▸ **STATED PROBLEM**
Copy each line of the records below that contains the word "stone", leaving out every other line.

··· EXTRACTED ENTRIES

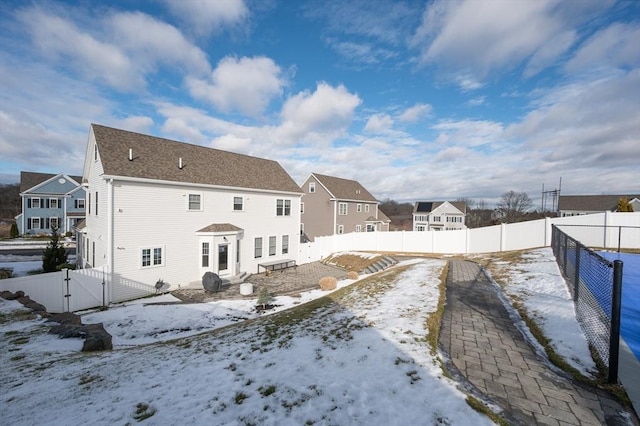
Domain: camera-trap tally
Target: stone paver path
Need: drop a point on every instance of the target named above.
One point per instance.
(486, 347)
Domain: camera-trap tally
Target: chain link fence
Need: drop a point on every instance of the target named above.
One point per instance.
(590, 279)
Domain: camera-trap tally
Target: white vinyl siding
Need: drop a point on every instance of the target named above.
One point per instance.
(194, 202)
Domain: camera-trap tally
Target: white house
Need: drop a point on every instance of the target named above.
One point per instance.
(162, 209)
(439, 215)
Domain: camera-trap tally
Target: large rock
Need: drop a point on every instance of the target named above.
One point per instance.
(97, 338)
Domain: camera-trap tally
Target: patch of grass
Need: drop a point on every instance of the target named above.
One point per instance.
(240, 397)
(435, 319)
(266, 391)
(143, 411)
(478, 406)
(85, 379)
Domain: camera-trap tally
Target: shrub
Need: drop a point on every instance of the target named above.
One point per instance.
(328, 283)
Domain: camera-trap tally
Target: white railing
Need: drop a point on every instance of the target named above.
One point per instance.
(71, 291)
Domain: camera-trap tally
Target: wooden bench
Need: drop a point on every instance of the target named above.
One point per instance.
(278, 265)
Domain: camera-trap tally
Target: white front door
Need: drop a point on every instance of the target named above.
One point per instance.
(223, 259)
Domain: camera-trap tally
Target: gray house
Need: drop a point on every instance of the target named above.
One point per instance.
(50, 201)
(332, 205)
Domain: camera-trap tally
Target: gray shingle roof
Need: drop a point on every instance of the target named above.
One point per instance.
(345, 189)
(30, 179)
(158, 159)
(593, 203)
(429, 206)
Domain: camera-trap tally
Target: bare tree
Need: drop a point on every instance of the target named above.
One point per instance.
(514, 205)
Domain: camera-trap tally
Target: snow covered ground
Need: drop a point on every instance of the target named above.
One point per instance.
(535, 280)
(357, 357)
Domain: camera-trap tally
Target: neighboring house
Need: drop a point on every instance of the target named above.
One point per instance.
(50, 201)
(576, 205)
(334, 205)
(162, 209)
(439, 215)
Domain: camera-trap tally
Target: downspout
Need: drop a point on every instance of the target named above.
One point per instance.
(110, 234)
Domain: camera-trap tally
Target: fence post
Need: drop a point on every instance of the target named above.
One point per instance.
(67, 295)
(614, 342)
(576, 278)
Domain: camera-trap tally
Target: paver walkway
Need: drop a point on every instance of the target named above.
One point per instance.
(487, 348)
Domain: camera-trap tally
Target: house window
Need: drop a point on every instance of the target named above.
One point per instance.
(238, 204)
(272, 246)
(257, 250)
(205, 255)
(195, 202)
(35, 222)
(152, 257)
(283, 207)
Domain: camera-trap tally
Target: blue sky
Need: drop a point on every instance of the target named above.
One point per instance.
(416, 100)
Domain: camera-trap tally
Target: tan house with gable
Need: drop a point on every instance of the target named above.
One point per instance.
(163, 209)
(332, 205)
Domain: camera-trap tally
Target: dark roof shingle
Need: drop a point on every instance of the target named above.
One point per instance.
(158, 159)
(345, 189)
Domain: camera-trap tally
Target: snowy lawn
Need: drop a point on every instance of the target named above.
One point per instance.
(533, 279)
(356, 356)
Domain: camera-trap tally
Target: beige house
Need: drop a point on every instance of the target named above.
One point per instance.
(577, 205)
(332, 205)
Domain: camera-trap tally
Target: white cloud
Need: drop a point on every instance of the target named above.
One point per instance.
(150, 41)
(60, 39)
(324, 114)
(205, 16)
(479, 37)
(378, 123)
(246, 84)
(615, 46)
(415, 113)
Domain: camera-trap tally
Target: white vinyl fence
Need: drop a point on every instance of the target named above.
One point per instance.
(606, 230)
(71, 291)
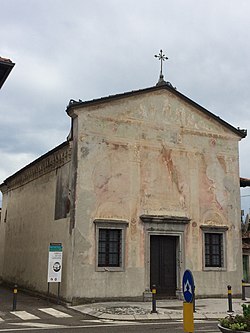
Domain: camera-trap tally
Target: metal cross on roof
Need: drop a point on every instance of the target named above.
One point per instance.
(162, 58)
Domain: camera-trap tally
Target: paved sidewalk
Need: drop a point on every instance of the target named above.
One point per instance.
(211, 308)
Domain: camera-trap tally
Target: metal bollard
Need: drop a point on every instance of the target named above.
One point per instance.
(14, 297)
(153, 299)
(194, 300)
(243, 290)
(229, 295)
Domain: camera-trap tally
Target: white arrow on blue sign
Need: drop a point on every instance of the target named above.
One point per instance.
(188, 286)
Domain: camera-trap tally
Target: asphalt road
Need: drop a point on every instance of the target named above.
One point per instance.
(113, 327)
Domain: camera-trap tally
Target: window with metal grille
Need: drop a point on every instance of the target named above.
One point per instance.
(214, 250)
(109, 248)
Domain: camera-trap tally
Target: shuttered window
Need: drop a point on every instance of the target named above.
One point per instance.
(109, 248)
(214, 253)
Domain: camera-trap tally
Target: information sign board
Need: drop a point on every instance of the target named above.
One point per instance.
(55, 262)
(188, 286)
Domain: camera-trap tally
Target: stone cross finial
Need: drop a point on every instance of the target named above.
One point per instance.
(162, 58)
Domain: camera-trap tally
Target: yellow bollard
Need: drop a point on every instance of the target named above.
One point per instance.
(188, 317)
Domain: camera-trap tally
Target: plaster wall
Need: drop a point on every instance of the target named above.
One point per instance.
(27, 228)
(154, 154)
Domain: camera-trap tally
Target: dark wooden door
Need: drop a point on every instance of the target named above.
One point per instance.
(163, 264)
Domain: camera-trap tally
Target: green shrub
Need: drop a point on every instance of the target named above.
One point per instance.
(238, 322)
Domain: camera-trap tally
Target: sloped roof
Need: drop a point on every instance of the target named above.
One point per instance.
(80, 104)
(6, 66)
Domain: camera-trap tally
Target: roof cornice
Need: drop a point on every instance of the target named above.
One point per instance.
(82, 104)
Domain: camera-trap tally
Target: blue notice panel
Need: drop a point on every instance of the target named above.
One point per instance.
(188, 286)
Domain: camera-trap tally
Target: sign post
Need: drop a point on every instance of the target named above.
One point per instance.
(55, 265)
(188, 294)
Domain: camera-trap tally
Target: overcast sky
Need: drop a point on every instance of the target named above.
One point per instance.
(85, 49)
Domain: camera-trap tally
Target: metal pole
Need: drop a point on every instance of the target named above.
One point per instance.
(58, 292)
(14, 298)
(229, 295)
(194, 301)
(48, 293)
(243, 293)
(153, 299)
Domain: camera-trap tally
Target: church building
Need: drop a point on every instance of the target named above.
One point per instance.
(145, 187)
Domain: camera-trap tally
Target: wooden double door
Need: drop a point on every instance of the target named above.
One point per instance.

······

▸ **FINISHED TASK**
Target: stone paver path
Target: stone cross finial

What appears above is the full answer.